Scaling Machine Learning Algorithms(Fbprophet/XGBoost) with pyspark on W-MLP

Walmart — Machine Learning Platform (W-MLP)

Published in

Walmart Global Tech Blog

6 min readDec 18, 2019

Pyspark+xgboost/fbprophet. Source: https://miro.medium.com/max/1200/1*nPcdyVwgcuEZiEZiRqApug.jpeg

W-MLP is a machine learning platform that provides end-to-end capabilities to data scientists and data engineers enabling them to develop and deploy models faster.

It also provides capabilities to connect and ingest data from different data sources that are used to train, test, and deploy models on production.

The key capabilities that W-MLP provides:

Access to data across different sources.
Procuring, managing, and maintaining owned VMs.
Managing and maintaining an environment (libraries and tools) for different projects.
Ability to collaborate and develop.
Reduce duplication as multiple teams can be working on creating similar datasets, models and are solving similar problems.
Compatibility issues in re-using components (different tools, versions, and so on).

Problem Statement

W-MLP has come across a variety of machine learning use cases where data size was huge and the libraries used were not inherently providing ways to scale the use case. We were able to support multiple orgs in W-MLP who wanted to scale their forecasting algorithms using pyspark on W-MLP . It’s unique features like abstraction of library installations/distribution of same on spark cluster , easy way to interact to their existing hadoop clusters through jupyter notebook on W-MLP platform and deploying them as workflows with scheduling capabilities helped these use cases to scale and move to production with ease.

Use-cases:

1) To run forecasting for 91 days on customer's data source after grouping data at specific levels like category/chamber/dept/date etc. The forecasting logic needs to run on approximately 90,000 such groups where each group comprised of more than 1000 records. The preferred library to perform forecasting was fbprophet. Prophet is a procedure for forecasting time series data based on an additive model where non-linear trends are fit with yearly, weekly, and daily seasonality, plus holiday effects.

2) Perform forecasting where the data grouping was done at the department and Fineline number. The overall data size was close to 35GB. The preferred library was XGBoost. Handling this volume and completing the forecasting within SLA in a simple python notebook was not feasible.

3)Getting the right assortment is extremely important as it is one of the major ways in which the customers perceive a store
The challenge here is about the scale, we have around 4500 stores, around 1700 categories. How do we scale the algorithm to give us assortments for all 4500 stores in real-time across all categories?

Above use cases had many common patterns in the way the data rollup happens and how the data is grouped before performing forecasting. As the grouping of data is possible at specific levels this opens ways to partition the data which is the key to distribute the workloads. Problems involved in above use cases so basically boil down to following tasks:

1) Efficiently partition data.
2) Add logic for forecasting per partition.
3) Make the preferred libraries available on all spark worker nodes with all its dependencies.
4) Decide on the number Spark executors/cores and memory required to scale the use case.
5) Broadcast Small data to all nodes.

Partitioning data

Data can be repartitioned based on specific columns of interest as follow

sparkDataFrame.repartition(*cols)

Spark will detect unique values across the specified columns and partition them accordingly. So depending on the number of unique values for the specified columns those many partitions will be created(If you were expecting a lower number of partitions and noticed 200 partitions being created, its a spark default setting which can be controlled using spark.sql.shuffle.partitions property. Only the expected number of partitions will have data and you will see the rest of the tasks quickly running to completion).

EXCERPTED RECORDS ->
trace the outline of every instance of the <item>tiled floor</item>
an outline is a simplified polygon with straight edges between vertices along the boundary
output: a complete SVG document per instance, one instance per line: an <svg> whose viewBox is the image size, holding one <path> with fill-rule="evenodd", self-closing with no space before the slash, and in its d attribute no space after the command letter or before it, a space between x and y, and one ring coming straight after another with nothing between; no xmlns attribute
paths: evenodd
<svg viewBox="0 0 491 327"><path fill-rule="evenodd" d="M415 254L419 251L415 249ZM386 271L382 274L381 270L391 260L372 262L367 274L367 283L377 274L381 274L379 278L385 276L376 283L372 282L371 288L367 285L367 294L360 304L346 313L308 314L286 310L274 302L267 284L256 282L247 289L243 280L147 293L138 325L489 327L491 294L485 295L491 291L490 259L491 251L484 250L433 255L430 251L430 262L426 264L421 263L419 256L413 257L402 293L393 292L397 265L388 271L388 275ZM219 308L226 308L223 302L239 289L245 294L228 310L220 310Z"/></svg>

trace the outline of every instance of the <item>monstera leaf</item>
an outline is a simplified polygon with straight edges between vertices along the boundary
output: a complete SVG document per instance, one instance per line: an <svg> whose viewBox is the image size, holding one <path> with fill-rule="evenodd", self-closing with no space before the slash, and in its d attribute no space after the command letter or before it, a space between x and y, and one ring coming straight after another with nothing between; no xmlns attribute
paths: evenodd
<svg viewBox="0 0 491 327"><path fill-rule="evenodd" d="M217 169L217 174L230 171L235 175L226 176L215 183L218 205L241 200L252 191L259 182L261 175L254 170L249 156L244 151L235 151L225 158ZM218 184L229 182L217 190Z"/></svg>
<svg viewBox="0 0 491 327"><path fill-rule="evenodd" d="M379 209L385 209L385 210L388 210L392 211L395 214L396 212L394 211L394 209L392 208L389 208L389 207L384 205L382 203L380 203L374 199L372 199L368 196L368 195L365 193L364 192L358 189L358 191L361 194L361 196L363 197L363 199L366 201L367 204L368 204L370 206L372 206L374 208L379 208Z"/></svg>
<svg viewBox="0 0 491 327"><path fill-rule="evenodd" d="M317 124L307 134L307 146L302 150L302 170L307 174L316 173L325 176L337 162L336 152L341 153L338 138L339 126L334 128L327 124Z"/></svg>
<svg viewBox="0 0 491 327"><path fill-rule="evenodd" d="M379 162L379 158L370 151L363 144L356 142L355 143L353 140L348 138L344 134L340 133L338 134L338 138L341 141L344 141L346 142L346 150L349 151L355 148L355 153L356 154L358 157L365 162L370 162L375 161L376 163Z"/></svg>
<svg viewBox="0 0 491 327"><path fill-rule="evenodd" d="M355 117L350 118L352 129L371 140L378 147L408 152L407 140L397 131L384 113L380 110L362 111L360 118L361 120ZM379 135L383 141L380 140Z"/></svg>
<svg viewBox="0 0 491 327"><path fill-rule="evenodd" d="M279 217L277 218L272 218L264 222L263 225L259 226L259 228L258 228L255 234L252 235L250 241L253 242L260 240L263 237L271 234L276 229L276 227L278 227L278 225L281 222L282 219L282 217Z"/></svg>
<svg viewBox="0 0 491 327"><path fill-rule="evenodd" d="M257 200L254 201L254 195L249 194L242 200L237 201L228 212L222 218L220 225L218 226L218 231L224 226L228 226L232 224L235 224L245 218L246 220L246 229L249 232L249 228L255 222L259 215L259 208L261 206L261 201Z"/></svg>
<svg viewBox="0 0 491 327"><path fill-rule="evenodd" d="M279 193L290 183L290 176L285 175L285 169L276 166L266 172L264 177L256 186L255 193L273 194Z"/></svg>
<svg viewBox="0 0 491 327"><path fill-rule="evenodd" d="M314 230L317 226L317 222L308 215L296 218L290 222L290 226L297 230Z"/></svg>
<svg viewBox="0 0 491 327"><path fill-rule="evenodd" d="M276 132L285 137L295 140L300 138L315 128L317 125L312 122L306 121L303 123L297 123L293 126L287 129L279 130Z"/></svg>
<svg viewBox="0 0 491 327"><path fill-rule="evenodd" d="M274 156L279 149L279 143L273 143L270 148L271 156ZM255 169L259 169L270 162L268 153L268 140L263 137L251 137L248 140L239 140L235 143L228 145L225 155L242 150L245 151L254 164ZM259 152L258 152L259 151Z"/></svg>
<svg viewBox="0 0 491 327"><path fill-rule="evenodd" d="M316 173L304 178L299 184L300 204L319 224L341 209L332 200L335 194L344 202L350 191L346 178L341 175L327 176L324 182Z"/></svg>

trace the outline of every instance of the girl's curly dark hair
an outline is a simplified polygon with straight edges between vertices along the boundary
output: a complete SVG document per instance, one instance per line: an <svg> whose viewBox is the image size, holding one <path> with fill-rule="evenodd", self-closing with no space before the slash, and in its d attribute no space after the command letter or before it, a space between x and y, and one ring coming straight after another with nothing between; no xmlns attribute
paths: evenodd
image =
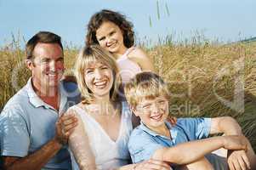
<svg viewBox="0 0 256 170"><path fill-rule="evenodd" d="M87 46L95 43L99 44L96 38L96 31L105 21L113 22L121 29L123 37L123 43L126 48L130 48L134 44L134 25L126 20L125 15L118 12L102 9L101 11L95 13L88 24L88 32L85 39Z"/></svg>

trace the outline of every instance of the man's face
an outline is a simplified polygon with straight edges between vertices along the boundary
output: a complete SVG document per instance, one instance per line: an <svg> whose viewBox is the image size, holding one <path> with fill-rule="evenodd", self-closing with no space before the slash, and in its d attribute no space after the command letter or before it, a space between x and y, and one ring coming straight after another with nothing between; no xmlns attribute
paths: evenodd
<svg viewBox="0 0 256 170"><path fill-rule="evenodd" d="M143 99L134 112L140 117L144 124L154 129L164 124L168 115L168 101L163 96L153 99Z"/></svg>
<svg viewBox="0 0 256 170"><path fill-rule="evenodd" d="M37 43L32 60L27 66L32 73L32 82L39 91L58 87L64 72L62 49L57 43Z"/></svg>

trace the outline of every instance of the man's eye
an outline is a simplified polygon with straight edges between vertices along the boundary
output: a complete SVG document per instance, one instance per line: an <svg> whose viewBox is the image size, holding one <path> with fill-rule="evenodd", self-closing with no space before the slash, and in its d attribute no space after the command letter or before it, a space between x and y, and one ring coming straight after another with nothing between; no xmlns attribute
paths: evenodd
<svg viewBox="0 0 256 170"><path fill-rule="evenodd" d="M162 105L165 104L165 100L159 100L157 103Z"/></svg>
<svg viewBox="0 0 256 170"><path fill-rule="evenodd" d="M112 36L112 35L115 34L115 33L116 33L116 31L111 31L111 32L110 33L110 35Z"/></svg>
<svg viewBox="0 0 256 170"><path fill-rule="evenodd" d="M57 62L64 62L64 59L63 59L63 58L58 59L58 60L57 60Z"/></svg>

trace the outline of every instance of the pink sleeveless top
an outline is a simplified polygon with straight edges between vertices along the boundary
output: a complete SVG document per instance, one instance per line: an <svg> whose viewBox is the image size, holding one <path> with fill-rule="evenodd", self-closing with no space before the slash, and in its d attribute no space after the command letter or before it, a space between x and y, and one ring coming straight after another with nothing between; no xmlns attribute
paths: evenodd
<svg viewBox="0 0 256 170"><path fill-rule="evenodd" d="M122 82L128 82L137 73L141 72L141 68L137 63L128 59L128 55L136 49L134 47L128 48L128 50L117 60L117 65L120 69L119 75L122 77Z"/></svg>

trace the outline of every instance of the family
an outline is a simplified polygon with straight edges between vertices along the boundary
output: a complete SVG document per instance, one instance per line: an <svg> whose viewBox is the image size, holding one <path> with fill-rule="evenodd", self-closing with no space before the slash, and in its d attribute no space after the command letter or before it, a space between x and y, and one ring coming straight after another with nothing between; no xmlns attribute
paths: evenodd
<svg viewBox="0 0 256 170"><path fill-rule="evenodd" d="M60 37L40 31L27 42L31 76L0 115L2 168L256 169L232 117L168 117L168 85L124 15L100 10L87 32L76 82L63 79Z"/></svg>

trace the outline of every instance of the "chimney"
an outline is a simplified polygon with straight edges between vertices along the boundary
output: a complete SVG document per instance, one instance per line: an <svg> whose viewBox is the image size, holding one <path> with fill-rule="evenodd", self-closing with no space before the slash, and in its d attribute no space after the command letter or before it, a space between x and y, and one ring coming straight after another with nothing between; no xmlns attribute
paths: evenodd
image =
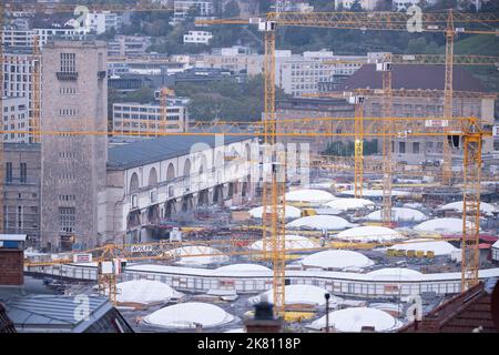
<svg viewBox="0 0 499 355"><path fill-rule="evenodd" d="M247 333L283 333L283 317L274 317L273 305L262 296L255 305L255 317L244 322Z"/></svg>

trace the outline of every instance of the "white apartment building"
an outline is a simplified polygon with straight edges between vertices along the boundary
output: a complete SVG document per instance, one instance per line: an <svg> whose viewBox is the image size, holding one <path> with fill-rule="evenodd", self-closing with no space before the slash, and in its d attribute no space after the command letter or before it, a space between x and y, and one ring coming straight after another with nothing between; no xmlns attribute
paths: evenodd
<svg viewBox="0 0 499 355"><path fill-rule="evenodd" d="M173 104L176 103L176 104ZM113 131L115 136L159 136L161 132L179 133L189 129L187 106L169 100L166 122L163 122L163 108L157 103L114 103Z"/></svg>
<svg viewBox="0 0 499 355"><path fill-rule="evenodd" d="M122 27L122 17L110 11L89 12L83 22L86 30L102 34L114 28L116 31Z"/></svg>
<svg viewBox="0 0 499 355"><path fill-rule="evenodd" d="M212 32L206 31L189 31L184 34L184 43L192 44L208 44L210 40L213 38Z"/></svg>
<svg viewBox="0 0 499 355"><path fill-rule="evenodd" d="M34 58L30 51L3 53L3 92L7 98L26 98L29 116L32 109L32 70Z"/></svg>
<svg viewBox="0 0 499 355"><path fill-rule="evenodd" d="M326 63L336 60L338 63ZM330 82L334 75L352 75L364 60L367 62L367 57L334 55L330 51L310 51L302 55L276 51L276 85L294 97L317 93L320 83Z"/></svg>
<svg viewBox="0 0 499 355"><path fill-rule="evenodd" d="M28 99L27 98L3 98L2 99L2 124L4 143L29 143L29 133L19 133L12 131L28 131L30 126ZM9 132L11 131L11 132Z"/></svg>
<svg viewBox="0 0 499 355"><path fill-rule="evenodd" d="M206 18L215 13L215 7L211 0L175 0L173 1L173 17L170 24L183 22L189 14Z"/></svg>
<svg viewBox="0 0 499 355"><path fill-rule="evenodd" d="M40 50L47 42L54 38L72 38L84 33L82 30L73 28L44 28L32 30L4 29L2 32L2 43L4 48L33 48L34 37L38 36Z"/></svg>

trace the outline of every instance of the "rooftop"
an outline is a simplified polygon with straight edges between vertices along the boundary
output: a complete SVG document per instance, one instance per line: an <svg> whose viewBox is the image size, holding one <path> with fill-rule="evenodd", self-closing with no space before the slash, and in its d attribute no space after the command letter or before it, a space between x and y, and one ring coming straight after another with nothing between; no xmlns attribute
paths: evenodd
<svg viewBox="0 0 499 355"><path fill-rule="evenodd" d="M444 90L445 65L404 65L393 67L393 89ZM381 89L381 72L376 64L365 64L342 85L342 91L354 89ZM454 90L485 92L486 89L462 67L454 68Z"/></svg>
<svg viewBox="0 0 499 355"><path fill-rule="evenodd" d="M251 135L224 135L224 143L241 142L251 138ZM215 135L166 135L113 146L108 151L108 168L125 170L186 155L194 144L214 148Z"/></svg>

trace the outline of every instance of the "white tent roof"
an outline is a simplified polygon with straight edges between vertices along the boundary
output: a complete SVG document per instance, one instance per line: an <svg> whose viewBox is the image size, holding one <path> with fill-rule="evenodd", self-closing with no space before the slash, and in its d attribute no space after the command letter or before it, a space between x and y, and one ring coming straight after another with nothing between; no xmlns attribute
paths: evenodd
<svg viewBox="0 0 499 355"><path fill-rule="evenodd" d="M179 303L161 308L144 317L144 322L167 328L195 328L195 323L203 327L227 324L234 316L218 306L201 302Z"/></svg>
<svg viewBox="0 0 499 355"><path fill-rule="evenodd" d="M347 220L338 217L336 215L307 215L305 217L297 219L286 224L287 227L292 229L310 229L310 230L328 230L328 231L340 231L350 226L356 226L357 224L352 224Z"/></svg>
<svg viewBox="0 0 499 355"><path fill-rule="evenodd" d="M340 195L347 195L347 196L355 196L354 190L345 190L339 193ZM407 191L398 191L393 190L391 195L393 196L407 196L410 193ZM367 197L383 197L383 190L363 190L363 196Z"/></svg>
<svg viewBox="0 0 499 355"><path fill-rule="evenodd" d="M252 209L248 211L248 213L254 219L262 219L263 206ZM286 219L299 219L299 216L302 215L302 211L298 207L287 205L284 207L284 214Z"/></svg>
<svg viewBox="0 0 499 355"><path fill-rule="evenodd" d="M420 232L438 232L448 234L462 233L462 219L436 219L419 223L414 227Z"/></svg>
<svg viewBox="0 0 499 355"><path fill-rule="evenodd" d="M381 211L375 211L365 216L368 221L381 221ZM422 222L427 216L417 210L406 207L393 207L391 220L395 222Z"/></svg>
<svg viewBox="0 0 499 355"><path fill-rule="evenodd" d="M150 304L167 302L183 294L159 281L132 280L116 284L116 301L120 303Z"/></svg>
<svg viewBox="0 0 499 355"><path fill-rule="evenodd" d="M323 190L303 189L287 192L285 199L292 202L327 202L335 196Z"/></svg>
<svg viewBox="0 0 499 355"><path fill-rule="evenodd" d="M272 248L272 241L267 240L267 251ZM295 234L287 234L284 237L285 248L292 250L292 248L310 248L310 247L317 247L317 245L310 241L306 236L302 235L295 235ZM262 251L263 250L263 240L256 241L253 243L249 248L255 251Z"/></svg>
<svg viewBox="0 0 499 355"><path fill-rule="evenodd" d="M258 303L261 297L264 296L268 300L268 302L272 303L272 296L273 296L273 290L268 290L267 292L264 292L263 294L251 298L252 303ZM285 286L285 303L286 304L310 304L320 306L326 304L326 298L324 295L327 292L323 287L314 286L314 285L287 285ZM329 293L330 294L330 293ZM329 298L329 305L334 306L335 304L338 304L343 302L342 298L336 297L334 295L330 295Z"/></svg>
<svg viewBox="0 0 499 355"><path fill-rule="evenodd" d="M352 307L329 313L329 326L339 332L358 333L363 326L374 326L376 332L390 332L399 328L401 323L388 313L368 307ZM310 328L326 327L326 316L309 325Z"/></svg>
<svg viewBox="0 0 499 355"><path fill-rule="evenodd" d="M344 270L367 267L374 265L374 262L358 252L330 250L305 256L301 264L309 267Z"/></svg>
<svg viewBox="0 0 499 355"><path fill-rule="evenodd" d="M438 210L440 210L440 211L454 210L454 211L457 211L457 212L462 212L462 201L447 203L447 204L438 207ZM497 211L498 210L493 205L491 205L490 203L480 202L480 212L481 213L491 215L492 212L497 212Z"/></svg>
<svg viewBox="0 0 499 355"><path fill-rule="evenodd" d="M373 280L420 280L421 273L411 270L411 268L404 268L404 267L385 267L371 271L370 273L367 273L367 275L371 276Z"/></svg>
<svg viewBox="0 0 499 355"><path fill-rule="evenodd" d="M349 229L334 235L336 239L357 242L385 242L403 239L397 231L386 226L365 225Z"/></svg>
<svg viewBox="0 0 499 355"><path fill-rule="evenodd" d="M325 206L334 210L348 211L348 210L358 210L367 206L374 206L375 203L373 201L366 199L337 199L334 201L329 201L325 204Z"/></svg>
<svg viewBox="0 0 499 355"><path fill-rule="evenodd" d="M253 271L271 271L271 268L258 264L231 264L216 268L214 273L225 272L253 272Z"/></svg>
<svg viewBox="0 0 499 355"><path fill-rule="evenodd" d="M419 202L408 202L408 203L404 203L403 205L406 209L421 209L422 207L422 203Z"/></svg>
<svg viewBox="0 0 499 355"><path fill-rule="evenodd" d="M452 244L442 241L418 243L408 242L403 244L395 244L391 246L391 248L403 251L424 251L425 253L430 251L434 252L435 255L450 255L454 251L458 250Z"/></svg>
<svg viewBox="0 0 499 355"><path fill-rule="evenodd" d="M170 251L171 253L181 256L181 260L177 262L179 265L208 265L216 263L224 263L228 261L227 255L222 255L221 251L211 246L204 245L187 245L174 248ZM182 255L203 255L203 256L185 256ZM206 255L206 254L217 254L217 255Z"/></svg>

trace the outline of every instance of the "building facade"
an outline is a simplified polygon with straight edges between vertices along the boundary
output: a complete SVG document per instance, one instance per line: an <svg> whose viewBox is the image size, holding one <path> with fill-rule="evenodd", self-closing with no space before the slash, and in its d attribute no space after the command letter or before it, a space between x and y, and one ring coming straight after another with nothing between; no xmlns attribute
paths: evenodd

PROBLEM 1 ->
Please say whether each statement agrees with the pyspark scaling article. Answer yes or no for each, and quote the article's deciding words exactly.
(a) In the first use case, the forecasting logic has to run on roughly 90,000 groups.
(b) The second use case preferred fbprophet.
(c) Spark's default setting creates 100 partitions.
PROBLEM 2 -> Resume the pyspark scaling article, starting right after its last sentence.

EXERCISE OUTPUT 1 ->
(a) Yes: "The forecasting logic needs to run on approximately 90,000 such groups"
(b) No: "The preferred library was XGBoost."
(c) No: "noticed 200 partitions being created, its a spark default setting"

EXERCISE OUTPUT 2 ->
In spark, partitions equate to tasks and these are the small units that will be distributed across worker nodes to perform the computation. Repartitioning will involve data shuffling between worker nodes to ensure the columns with the same values are all moved to the same executor. For eg:- if you are partitioning on a department number with unique values 10,11,12, the spark will move data in such a way that each partition will have only one department number. One common mistake that can slow down this step is loading unnecessary columns to spark Dataframe and not getting rid of them before performing partitioning. The above use cases had 300+ columns while only 150 were required in the actual computation. By ensuring only required columns that are needed to perform forecasting the data size will reduce significantly and speed up the partitioning process.

Shipping preferred libraries to executors

W-MLP abstracts the shipping of library to executors under the hood. All you need to do is install the libraries from the library wizard which then W-MLP makes available to all executors when the spark job initializes. The W-MLP uses the CONDA environment to package the libraries so there is no need to worry about all dependencies or shared libraries that will be associated with those libraries.

Adding logic for forecasting per partition

Once the repartition happened the logic to perform forecasting can be added to the mapPartitions method. The logic for model fitting and prediction can remain the same as it was written even before using Spark. Spark will take care of executing the same logic on multiple partitions on multiple nodes in parallel.

sparkDataFrame.rdd.mapPartitions(forecasting_logic)
def forecasting_logic(partition_list):
    pdf = pd.DataFrame(partition_list)
    model=your_prefferred_lib.fit(pdf)
    predicted_pdf = model.predict()
    return predicted_pdf.values.tolist()

Deciding on spark executors/cores and memory

One of the common question that arises while porting code to pyspark is how to decide on how much resources is required. While this totally depends on the use case but some common guidelines can be followed.

Performing simple spark SQL to do a count after performing group by on the specific columns on which partitioning to be done will give a hint on the number of records a single task will be handling. Looking at this figure along with an understanding of data will help to arrive at a ballpark figure on the amount of memory a single task will need. One thing to keep in mind is this memory cannot exceed the total memory available for an executor node in the Hadoop cluster. For example, if maximum memory allotted for a single node in your Hadoop cluster is 16 GB, then we cannot execute the task which needs a bigger memory requirement.

Let's look at a use case example

Assume we have a data which we are partitioning on department id. If there 20 unique values for the department we will end up with 20 partitions. Now if we can allot 20 cores all the 20 partitions can be computed in parallel. We can provide a configuration of 4 executors and 5 cores per executor(4*5=20). A maximum of 5 cores per executor is a recommend configuration to start with. However, this means 5 tasks will be running at a time within one executor. If data for all 5 tasks cannot fit in memory, ensure to give lesser cores and give more executors. For eg:- 10 executors and 2 cores per executor(10*2=20).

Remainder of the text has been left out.